• _文書本文_:

_ _ _ _ _ _ _

■評価:★★★☆☆3
「子供への執着」
【映画】LAMB/ラムのレビュー、批評、評価
2021年公開のアイスランド・スウェーデン・ポーランド合作のスリラー映画。
【あらすじ】山間に住む羊飼いの夫婦イングヴァルとマリア。ある日、二人が羊の出産に立ち会うと、羊ではない何かが産まれてくる。子供を亡くしていた二人は、"アダ"と名付けその存在を育てることにする。奇跡がもたらした"アダ"との家族生活は大きな幸せをもたらすのだが、やがて彼らを破滅へと導いていく。
本作はアイスランド映画となる。
アイスランドといえば大きな露天風呂があるのと、地熱発電などで100%自然エネルギーで電力をまかなっているということ以外は何も知らない。
エンタメも、が盛んなのかもまったくの無知である。

_ _ _ _ _ _ _

• _抽出情報_:
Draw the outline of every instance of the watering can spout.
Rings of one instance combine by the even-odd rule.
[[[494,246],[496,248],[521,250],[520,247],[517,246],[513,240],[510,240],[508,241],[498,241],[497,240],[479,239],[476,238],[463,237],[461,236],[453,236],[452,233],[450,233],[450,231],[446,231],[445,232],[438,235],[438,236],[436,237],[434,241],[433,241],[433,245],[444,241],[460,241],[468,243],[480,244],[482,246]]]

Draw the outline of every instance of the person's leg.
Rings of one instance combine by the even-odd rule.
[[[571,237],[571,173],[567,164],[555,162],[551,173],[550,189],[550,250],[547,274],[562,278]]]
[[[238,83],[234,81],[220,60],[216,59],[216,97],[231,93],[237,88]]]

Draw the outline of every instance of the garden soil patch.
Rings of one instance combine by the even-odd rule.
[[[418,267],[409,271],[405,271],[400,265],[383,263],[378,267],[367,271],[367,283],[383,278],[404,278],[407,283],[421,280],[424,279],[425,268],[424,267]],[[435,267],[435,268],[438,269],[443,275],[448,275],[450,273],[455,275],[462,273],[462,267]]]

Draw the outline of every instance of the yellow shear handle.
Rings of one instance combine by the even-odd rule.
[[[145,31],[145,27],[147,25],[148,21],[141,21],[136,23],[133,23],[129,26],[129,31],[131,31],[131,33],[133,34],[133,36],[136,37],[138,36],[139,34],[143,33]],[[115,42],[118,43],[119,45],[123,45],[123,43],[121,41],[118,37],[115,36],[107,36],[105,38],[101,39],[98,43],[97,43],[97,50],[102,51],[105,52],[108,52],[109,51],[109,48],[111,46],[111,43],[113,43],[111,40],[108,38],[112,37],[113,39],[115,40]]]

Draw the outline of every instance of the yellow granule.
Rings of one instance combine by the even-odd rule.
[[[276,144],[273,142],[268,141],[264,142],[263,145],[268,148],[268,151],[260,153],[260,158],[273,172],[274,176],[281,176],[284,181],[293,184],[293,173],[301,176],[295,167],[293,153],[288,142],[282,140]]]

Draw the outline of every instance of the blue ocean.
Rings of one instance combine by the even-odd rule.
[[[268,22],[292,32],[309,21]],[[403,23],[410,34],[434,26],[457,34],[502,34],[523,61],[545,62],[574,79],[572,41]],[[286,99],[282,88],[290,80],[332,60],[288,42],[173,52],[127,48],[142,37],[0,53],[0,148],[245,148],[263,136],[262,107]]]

_ _ _ _ _ _ _

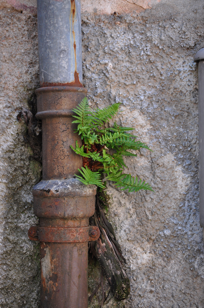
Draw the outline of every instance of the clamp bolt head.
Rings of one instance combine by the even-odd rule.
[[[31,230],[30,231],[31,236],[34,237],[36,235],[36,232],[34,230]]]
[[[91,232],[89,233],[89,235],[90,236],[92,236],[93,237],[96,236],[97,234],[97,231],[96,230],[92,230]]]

_ _ _ _ _ _ _

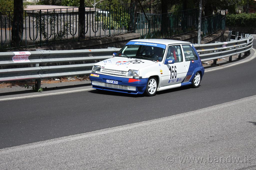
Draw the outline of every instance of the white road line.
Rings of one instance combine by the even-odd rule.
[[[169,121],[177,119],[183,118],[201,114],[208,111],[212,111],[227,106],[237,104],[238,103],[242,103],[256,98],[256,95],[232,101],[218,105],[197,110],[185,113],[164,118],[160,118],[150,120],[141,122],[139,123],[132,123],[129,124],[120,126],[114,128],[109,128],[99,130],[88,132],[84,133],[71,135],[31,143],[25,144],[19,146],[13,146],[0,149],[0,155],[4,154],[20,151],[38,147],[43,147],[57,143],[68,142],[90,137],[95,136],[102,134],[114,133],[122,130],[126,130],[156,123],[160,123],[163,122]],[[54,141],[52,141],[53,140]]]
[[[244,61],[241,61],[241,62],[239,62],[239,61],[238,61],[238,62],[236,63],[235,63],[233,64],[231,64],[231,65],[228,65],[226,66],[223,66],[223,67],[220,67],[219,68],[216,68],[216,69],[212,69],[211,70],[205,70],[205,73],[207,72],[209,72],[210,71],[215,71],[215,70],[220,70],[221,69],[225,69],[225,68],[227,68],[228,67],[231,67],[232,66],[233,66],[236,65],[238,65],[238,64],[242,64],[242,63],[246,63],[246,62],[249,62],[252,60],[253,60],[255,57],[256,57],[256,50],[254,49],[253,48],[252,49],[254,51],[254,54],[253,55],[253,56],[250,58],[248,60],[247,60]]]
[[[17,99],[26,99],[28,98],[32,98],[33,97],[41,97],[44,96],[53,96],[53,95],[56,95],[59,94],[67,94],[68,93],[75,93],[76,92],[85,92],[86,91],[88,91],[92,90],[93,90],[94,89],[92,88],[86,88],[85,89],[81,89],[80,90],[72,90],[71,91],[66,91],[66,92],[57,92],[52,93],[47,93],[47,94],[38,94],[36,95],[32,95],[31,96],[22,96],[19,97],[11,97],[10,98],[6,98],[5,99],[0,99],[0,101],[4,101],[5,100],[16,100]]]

_ _ _ _ _ _ _

• _課題一覧_:
1 – 『LAMB/ラム』のレビューで、この映画の合作国として挙げられている国名をすべて列挙してください。
2 – 『LAMB/ラム』のレビューについて、最後の文に続く部分を書いてください。

• _解答一覧_:
1 – アイスランド、スウェーデン、ポーランド

2 –
『LAMB/ラム』はSNSによる評判がそこそこ良かったので、鑑賞するに至った。
私にとっては初めてのアイスランド映画である。
設定自体は興味深かった。
最愛の娘を失ってしまった羊の牧場を営む夫婦が主人公。
ある日、子羊が生まれるのだが、とんでもない異形だった。
夫婦はその異形を我が子のように育てるようになる、といったストーリー。
どういう姿で生まれたのかは、公式ホームページなどでは公開されていないので伏せておく。
しかし、なかなかぶっ飛んだ見た目でビックリさせられる。
個人的にはやり過ぎな気がしていて、コメディにもなりえる設定ではある。
お笑い芸人のコントでも見ているような感覚。
だが、夫婦が真剣に愛を注いで育てているので、辛うじてシリアルに観ることはできた。
異形が生まれるというのは、最近のトレンドなのだろうか。
最近も『ハッチング ー孵化ー』というタイトルのフィンランド映画があった。
一見幸せにそうに見える家族の娘が、森の中で卵を見つける。
拾って育てると、異形の生き物が誕生する。
親に内緒でこっそりと育てる、といった内容。
本作を観ていて、真っ先に『ハッチング ー孵化ー』を連想した。
ただ、テーマはまるで異なるので、既視感は設定のみで、楽しく鑑賞できた。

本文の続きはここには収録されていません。